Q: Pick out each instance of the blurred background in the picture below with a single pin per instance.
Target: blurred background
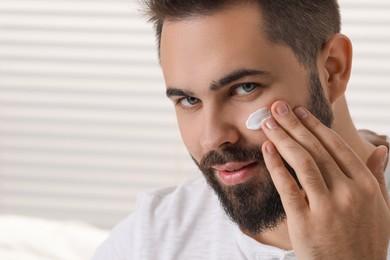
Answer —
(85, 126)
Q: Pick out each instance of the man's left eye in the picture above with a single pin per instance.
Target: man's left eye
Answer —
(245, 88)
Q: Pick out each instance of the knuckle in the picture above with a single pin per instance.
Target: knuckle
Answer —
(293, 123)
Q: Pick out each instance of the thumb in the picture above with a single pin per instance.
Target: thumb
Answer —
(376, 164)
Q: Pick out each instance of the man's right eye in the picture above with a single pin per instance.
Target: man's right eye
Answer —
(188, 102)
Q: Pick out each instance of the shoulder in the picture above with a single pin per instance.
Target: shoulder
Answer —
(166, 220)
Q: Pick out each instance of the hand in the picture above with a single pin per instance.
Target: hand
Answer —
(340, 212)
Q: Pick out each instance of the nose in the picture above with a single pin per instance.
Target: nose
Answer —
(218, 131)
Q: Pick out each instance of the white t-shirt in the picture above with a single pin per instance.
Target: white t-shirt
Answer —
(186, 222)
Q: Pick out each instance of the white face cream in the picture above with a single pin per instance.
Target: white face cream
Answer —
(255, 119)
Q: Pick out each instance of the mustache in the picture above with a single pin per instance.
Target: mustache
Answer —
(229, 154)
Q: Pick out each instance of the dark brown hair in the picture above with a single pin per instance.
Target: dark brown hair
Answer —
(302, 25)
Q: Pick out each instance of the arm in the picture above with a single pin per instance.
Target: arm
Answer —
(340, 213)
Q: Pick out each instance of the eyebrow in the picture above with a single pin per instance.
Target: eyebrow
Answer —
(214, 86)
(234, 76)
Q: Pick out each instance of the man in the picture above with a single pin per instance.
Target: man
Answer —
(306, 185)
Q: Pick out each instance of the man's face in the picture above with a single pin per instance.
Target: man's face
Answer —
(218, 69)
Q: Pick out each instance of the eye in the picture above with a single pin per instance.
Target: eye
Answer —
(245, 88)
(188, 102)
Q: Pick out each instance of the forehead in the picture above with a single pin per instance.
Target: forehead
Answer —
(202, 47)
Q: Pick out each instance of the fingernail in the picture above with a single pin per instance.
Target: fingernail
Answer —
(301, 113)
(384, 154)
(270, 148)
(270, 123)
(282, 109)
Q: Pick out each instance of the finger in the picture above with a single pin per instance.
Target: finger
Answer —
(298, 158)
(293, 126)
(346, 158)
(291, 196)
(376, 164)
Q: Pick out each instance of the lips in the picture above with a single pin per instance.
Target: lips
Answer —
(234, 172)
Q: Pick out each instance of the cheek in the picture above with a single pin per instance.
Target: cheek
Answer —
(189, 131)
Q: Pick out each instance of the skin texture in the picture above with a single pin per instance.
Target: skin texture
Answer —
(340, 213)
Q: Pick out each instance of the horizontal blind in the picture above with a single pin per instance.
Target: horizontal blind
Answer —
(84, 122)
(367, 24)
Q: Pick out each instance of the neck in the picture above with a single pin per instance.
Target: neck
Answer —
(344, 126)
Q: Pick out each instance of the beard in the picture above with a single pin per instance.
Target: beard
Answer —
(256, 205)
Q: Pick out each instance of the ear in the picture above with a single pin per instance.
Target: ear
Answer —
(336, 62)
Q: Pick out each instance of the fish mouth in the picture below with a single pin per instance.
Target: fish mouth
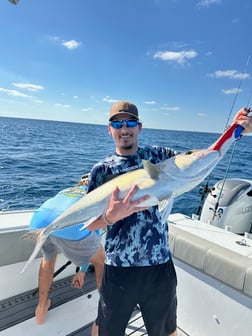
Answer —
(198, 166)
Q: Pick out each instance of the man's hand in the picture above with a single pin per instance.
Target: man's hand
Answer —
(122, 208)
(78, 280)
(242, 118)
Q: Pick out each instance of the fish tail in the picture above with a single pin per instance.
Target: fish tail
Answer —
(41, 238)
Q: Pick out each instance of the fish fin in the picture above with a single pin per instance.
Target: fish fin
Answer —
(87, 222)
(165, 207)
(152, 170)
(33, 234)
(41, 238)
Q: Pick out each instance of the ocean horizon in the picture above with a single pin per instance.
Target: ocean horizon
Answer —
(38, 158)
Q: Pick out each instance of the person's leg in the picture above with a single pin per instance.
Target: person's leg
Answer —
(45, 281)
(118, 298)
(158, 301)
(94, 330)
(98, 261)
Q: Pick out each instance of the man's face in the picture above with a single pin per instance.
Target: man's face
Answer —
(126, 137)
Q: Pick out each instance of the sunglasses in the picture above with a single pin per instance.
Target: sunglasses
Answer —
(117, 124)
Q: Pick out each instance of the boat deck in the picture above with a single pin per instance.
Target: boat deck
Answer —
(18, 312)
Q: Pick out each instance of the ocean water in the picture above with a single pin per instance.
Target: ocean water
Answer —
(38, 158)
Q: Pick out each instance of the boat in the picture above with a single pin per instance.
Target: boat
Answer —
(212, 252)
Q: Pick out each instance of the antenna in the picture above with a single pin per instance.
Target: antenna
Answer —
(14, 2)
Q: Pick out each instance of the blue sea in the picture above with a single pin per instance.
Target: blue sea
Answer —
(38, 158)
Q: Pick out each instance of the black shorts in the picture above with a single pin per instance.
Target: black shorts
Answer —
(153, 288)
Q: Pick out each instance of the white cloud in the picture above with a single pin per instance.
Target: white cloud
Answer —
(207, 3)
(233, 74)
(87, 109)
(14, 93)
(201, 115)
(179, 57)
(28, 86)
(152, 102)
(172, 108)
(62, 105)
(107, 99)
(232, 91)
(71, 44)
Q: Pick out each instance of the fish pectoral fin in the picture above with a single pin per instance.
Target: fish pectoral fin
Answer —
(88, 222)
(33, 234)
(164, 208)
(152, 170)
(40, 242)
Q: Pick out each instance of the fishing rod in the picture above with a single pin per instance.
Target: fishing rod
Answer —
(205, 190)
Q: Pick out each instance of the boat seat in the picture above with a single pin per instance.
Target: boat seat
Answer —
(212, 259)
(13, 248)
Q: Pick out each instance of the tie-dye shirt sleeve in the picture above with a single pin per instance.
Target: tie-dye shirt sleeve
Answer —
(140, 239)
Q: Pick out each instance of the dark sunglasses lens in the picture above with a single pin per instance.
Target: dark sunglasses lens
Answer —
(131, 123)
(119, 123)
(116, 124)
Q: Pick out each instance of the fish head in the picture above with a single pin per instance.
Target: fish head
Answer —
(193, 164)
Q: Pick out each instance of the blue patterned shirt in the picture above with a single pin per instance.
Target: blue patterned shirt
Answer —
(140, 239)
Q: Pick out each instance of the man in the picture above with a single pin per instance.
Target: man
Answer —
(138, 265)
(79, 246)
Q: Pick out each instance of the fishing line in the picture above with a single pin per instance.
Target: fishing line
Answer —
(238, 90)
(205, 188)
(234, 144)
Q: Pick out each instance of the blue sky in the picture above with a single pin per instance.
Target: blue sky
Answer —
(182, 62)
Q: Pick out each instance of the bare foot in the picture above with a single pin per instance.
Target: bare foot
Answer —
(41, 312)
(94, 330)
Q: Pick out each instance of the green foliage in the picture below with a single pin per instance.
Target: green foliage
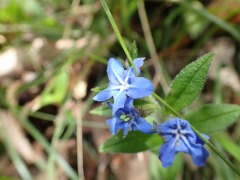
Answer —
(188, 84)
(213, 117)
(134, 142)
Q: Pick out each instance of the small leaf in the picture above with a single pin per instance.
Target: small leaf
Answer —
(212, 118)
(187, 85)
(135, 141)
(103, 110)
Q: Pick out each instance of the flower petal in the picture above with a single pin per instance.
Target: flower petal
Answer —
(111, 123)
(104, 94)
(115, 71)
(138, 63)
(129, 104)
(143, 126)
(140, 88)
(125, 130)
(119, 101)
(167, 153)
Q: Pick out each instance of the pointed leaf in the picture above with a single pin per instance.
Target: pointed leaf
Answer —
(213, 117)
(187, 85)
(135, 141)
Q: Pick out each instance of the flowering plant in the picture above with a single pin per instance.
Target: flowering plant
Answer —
..............................
Task directions -> Can you print every row above word for word, omitting the pictures?

Reply ->
Q: Pick out each instance of the blurred background in the picture below with a single pin per instance.
Target: blurred background
Answer —
(85, 126)
Q: Pick out each instance of the man's left eye in the picture above with a single pin per instance.
Target: man's left eye
Answer —
(245, 88)
Q: Pick out each instance of the knuckle in the picture above with a single pin per instance.
Target: knuckle
Answer —
(293, 123)
Q: Pick out each instance of the thumb in the picture above with a single pin per instance.
Target: thumb
Answer —
(376, 164)
Q: Pick out each instance of the man's right eye in the picture above with a single pin per instance.
Target: man's right eye
Answer —
(188, 102)
Q: Pick out each instance of the shoulder in the picture above with a single pin per instance.
Target: shoulder
Answer —
(166, 220)
Q: Pick out each instance of the hand in the picture above with a single pin per instance.
Target: hand
Answer —
(340, 212)
Q: Pick out each instance of the nose in the picture above with a single pin per instance.
Target: nose
Answer —
(218, 131)
Q: Pick out each instance of the white t-shirt in the picture above with a single pin per instance.
Target: white t-shirt
Answer —
(186, 222)
Q: Pick out each instance of the white face cream in the picture above with a single pin per instance.
Target: white face cream
Answer —
(255, 119)
Q: Pick out each instance of the mustache in the picture above with a single pin per instance.
Target: mustache
Answer —
(229, 154)
Q: Pick out each instance of the dark brown hair in the picture above with a single pin per instance.
Target: dark brown hair
Answer —
(302, 25)
Q: Pick out each instance of the arm in the picture above with a single pin per instance.
Target: arm
Answer —
(340, 213)
Q: Pick out each instance of the eyebrow in the picture above with a single pin per instance.
Target: eyebrow
Answer —
(214, 86)
(234, 76)
Q: Pick out each instance of the man in the picture above with a single pin per instance.
Target: man
Answer —
(306, 185)
Q: Pick out each instance of the man's face in the picture above with a single pin per instance.
Target: man's face
Answer —
(218, 69)
Q: Pick out each instance of the eye in the picture above with a single pin per instance.
Target: eye
Answer —
(245, 88)
(188, 102)
Q: Pick out each instance of the forehead in the picture above with a single pin per instance.
Target: forehead
Answer —
(202, 47)
Q: Pick out each instance of the fingernail in the picture above with a single pin per instance.
Target: fingernail
Answer —
(301, 113)
(384, 154)
(270, 148)
(270, 123)
(282, 109)
Q: Pick out each instance of the finger in the picture above with a single pin per instance.
Target: finger
Answer —
(298, 158)
(293, 126)
(346, 158)
(291, 196)
(376, 164)
Q: Pick out each instance of the lips in the picture above with a single pin per instance.
Target: lips
Answer —
(234, 172)
Q: Pick out each instance of the cheek in the picture above with a single pin per instance.
Target: cheek
Answer —
(189, 131)
Q: Pick out each instance of the skin texture in the picture above with a single pin per instance.
Target: skin texture
Answer —
(340, 213)
Q: Pick out each instance of the horizontal blind in the picture above with a single pin per instance.
Target: horizontal blind
Answer —
(84, 122)
(367, 24)
Q: Pick out each instance of the neck in the picture above with a single pin per instance.
Target: neck
Answer —
(344, 126)
Q: Pick out each instance of the beard in the picture above with a single pin per instance.
Target: beard
Answer —
(256, 205)
Q: Pick out each instance of the ear in the picture above with a single pin per instance.
Target: ear
Answer —
(336, 62)
Q: Pick out each instance of the fish mouth in the picture below with a single pin per instance.
Target: fish mouth
Answer —
(198, 166)
Q: Pick out each instance of the man's hand in the picture above with a single pin per instance.
Target: man's hand
Answer —
(122, 208)
(78, 280)
(242, 118)
Q: Pick out each instance of the fish tail in the picture above with a single pin per instance.
Target: fish tail
Answer —
(41, 238)
Q: Pick out each instance of the fish fin in the picture above with a single pin per instance.
Target: fish fin
Answer —
(87, 222)
(165, 207)
(152, 170)
(33, 234)
(41, 238)
Q: Pick out each instance of the ocean horizon in the picture above with a single pin per instance.
Target: ocean horizon
Answer —
(38, 158)
Q: Pick out each instance of the person's leg in the picture above with a single pin per instance.
Target: person's leg
Answer —
(45, 281)
(118, 298)
(158, 301)
(94, 330)
(98, 261)
Q: Pick out each instance of the man's face in the picture above with a single pin per instance.
Target: man's face
Answer —
(126, 137)
Q: Pick out each instance of the sunglasses in the picture above with a single pin per instance.
Target: sunglasses
Answer —
(117, 124)
Q: Pick out each instance of the boat deck in the picture above with a single pin per instance.
Target: boat deck
Answer —
(18, 312)
Q: Pick out each instance of the ocean water in the picture above with a single pin per instance.
Target: ocean water
Answer —
(38, 158)
Q: Pick out each instance of the boat in the picture above with a single pin per instance.
Target: boat
Answer —
(212, 252)
Q: Pick out each instance of the antenna in the picture above with a single pin per instance.
Target: antenna
Answer —
(14, 2)
Q: Pick out each instance of the blue sea in the picture above with a single pin per instance.
Target: blue sea
Answer —
(38, 158)
Q: Pick out each instance of the black shorts in the picture above with a single pin per instance.
Target: black shorts
Answer —
(153, 288)
Q: Pick out each instance of the white cloud in the picture above with a single pin per instance.
Target: white cloud
Answer —
(207, 3)
(233, 74)
(87, 109)
(14, 93)
(201, 115)
(179, 57)
(28, 86)
(152, 102)
(172, 108)
(62, 105)
(107, 99)
(232, 91)
(71, 44)
Q: Pick out each instance of the fish pectoral fin in the picture above with a single pin per instance.
Target: fish pectoral fin
Answer —
(88, 222)
(33, 234)
(164, 208)
(152, 170)
(40, 242)
Q: Pick out each instance of the fishing rod in the picture above with a single pin per instance.
Target: fishing rod
Answer —
(205, 190)
Q: Pick out each instance of the boat seat in the picture above with a single pin per instance.
Target: boat seat
Answer —
(212, 259)
(13, 248)
Q: Pick out each instance of the tie-dye shirt sleeve in the picture above with a single pin per instance.
Target: tie-dye shirt sleeve
Answer —
(140, 239)
Q: Pick out each instance of the dark sunglasses lens in the picture above with a single pin per instance.
Target: dark sunglasses lens
Answer —
(131, 123)
(119, 123)
(116, 124)
Q: Pick out each instance of the fish head in the picture above with a single pin per instance.
Target: fish head
Answer —
(193, 164)
Q: Pick out each instance of the blue patterned shirt in the picture above with a single pin per instance.
Target: blue patterned shirt
Answer —
(140, 239)
Q: Pick out each instance of the man in the picture above with a single pin per instance.
Target: man
Answer —
(138, 265)
(79, 246)
Q: Pick out each instance of the fishing line in the picture above with a single pin per instance.
Target: fishing line
Answer —
(238, 90)
(205, 188)
(234, 144)
Q: Pick out each instance of the blue sky in the picture above with a single pin per instance.
Target: blue sky
Answer —
(182, 62)
Q: Pick out each instance of the bare foot in the picture above with a single pin per instance.
Target: bare foot
Answer —
(41, 312)
(94, 330)
Q: Pick out each instance of the green foliage in the picture below with a single pin per instance.
Target: green foliage
Answer —
(188, 84)
(213, 117)
(134, 142)
Q: Pick out each instance of the small leaf in the picture above with a single pin per instance.
Target: small leaf
Answer —
(212, 118)
(187, 85)
(135, 141)
(103, 110)
Q: Pick out each instance of the flower petal in the picture above with a single pin per instance.
Target: flower petal
Answer —
(111, 123)
(104, 94)
(115, 71)
(138, 63)
(129, 104)
(143, 126)
(140, 88)
(125, 130)
(119, 101)
(167, 153)
Q: Pick out each instance of the pointed leaf in the picture above with a single pin per instance.
Target: pointed leaf
Answer —
(213, 117)
(187, 85)
(135, 141)
Q: Pick out each instance of the flowering plant in the picture above with a single pin per instance.
Target: flowering plant
Answer —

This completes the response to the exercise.